== Excerpted passage ==
I accept the direction to subsection (7) but it may not be sufficient for all. In listening to the Minister's response I am grateful to her for the careful explanation. At this stage I do not intend to return to the issue on Report. I beg leave to withdraw the amendment.
The noble Baroness said: This group of amendments stands in my name. Amendments Nos. 168 and 219 seek to change the maximum penalties for two offences relating to the provision of false statements regarding financial circumstances for the purposes of sentencing. These alterations of penalties have been made to ensure consistency in approach so that the relatively minor offence of providing false statements may only be punishable with a non-custodial penalty. The change in maximum penalties will make them compatible with the new sentencing framework.
The effect of the amendments will be that the maximum penalty for these offences will be a level 4 fine. Amendments Nos. 218B, 219A and 246B make similar changes to the offence of providing false statements in Section 84 of the Magistrates' Courts Act so that it will no longer be imprisonable. The maximum penalty for this offence will therefore be a level 4 fine or a tough non-custodial penalty.
Amendment No. 239AA ensures that the offence of disclosure of information may attract a maximum penalty of six months' imprisonment prior to the implementation of custody plus and the related changes to maximum penalties. After this time it will attract a maximum penalty of 51 weeks' imprisonment.
I wish to speak to Amendment No. 218A in the group, which is in the name of the noble Baroness. It seeks to retain imprisonment for two offences. Those offences are not considered to be of sufficient seriousness to justify a custodial penalty and in more serious circumstances the conduct to which they relate is covered by higher levels of offences.
Abusing or neglecting children or putting them in situations where they are exposed to danger is an offence under Section 1 of the Children and Young Persons Act 1933, and carries a custodial sentence of up to 10 years' imprisonment. Cruelty to animals, including infuriating, ill-treating and causing unnecessary suffering, is an offence under Section 1 of the Protection of Animals Act 1911, and carries a custodial penalty of up to six months' imprisonment. That maximum penalty will automatically be increased to 12 months' imprisonment when the new sentencing framework is implemented.
To obviate the need to trouble the noble Baroness further in relation to Amendment No. 218A, I can assure her from looking at the statistics that since 1933 there has been only one example of a prosecution for the offence of causing a person under 16 years of age to be used for begging. So we have had 100 years of freedom. I beg to move.
Baroness Anelay of St Johns: I want to deal briefly with Amendment No. 218A. It was tabled for two purposes: first, to elicit the precise explanation that was given by the Minister, which, as I understand it, was not to worry because in fact there are more serious penalties that can attach themselves to these offences if they are so proved; and, secondly, it is a way to probe the principles which guided the Government in making up this very long list in the schedule. Is the general principle underlying this list that those offences are covered by other occasions where more serious penalties can be imposed?

== What to do ==
Please state the maximum penalty that, according to the debate excerpt, Amendments Nos. 168 and 219 would set for the two offences.

Saved data entries

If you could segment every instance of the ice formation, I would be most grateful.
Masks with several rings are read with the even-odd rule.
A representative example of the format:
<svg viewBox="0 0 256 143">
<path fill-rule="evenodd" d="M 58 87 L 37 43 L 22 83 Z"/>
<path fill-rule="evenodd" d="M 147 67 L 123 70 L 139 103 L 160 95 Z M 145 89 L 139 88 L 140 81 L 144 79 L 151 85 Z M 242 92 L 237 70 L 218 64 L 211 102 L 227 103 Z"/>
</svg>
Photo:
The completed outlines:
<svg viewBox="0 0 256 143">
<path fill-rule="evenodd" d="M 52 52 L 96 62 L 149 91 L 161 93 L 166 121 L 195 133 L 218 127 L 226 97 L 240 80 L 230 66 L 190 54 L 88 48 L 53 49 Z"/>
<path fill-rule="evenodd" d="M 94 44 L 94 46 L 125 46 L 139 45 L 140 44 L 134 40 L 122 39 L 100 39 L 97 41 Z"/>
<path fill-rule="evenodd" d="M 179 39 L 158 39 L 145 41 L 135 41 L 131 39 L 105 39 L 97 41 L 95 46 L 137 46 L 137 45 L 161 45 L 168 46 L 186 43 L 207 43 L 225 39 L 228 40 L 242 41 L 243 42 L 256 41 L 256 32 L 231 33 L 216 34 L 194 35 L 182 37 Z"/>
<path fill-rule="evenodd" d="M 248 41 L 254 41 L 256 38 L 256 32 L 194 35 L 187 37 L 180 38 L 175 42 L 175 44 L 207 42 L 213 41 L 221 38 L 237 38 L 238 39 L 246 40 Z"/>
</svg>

== Answer to the problem ==
A level 4 fine.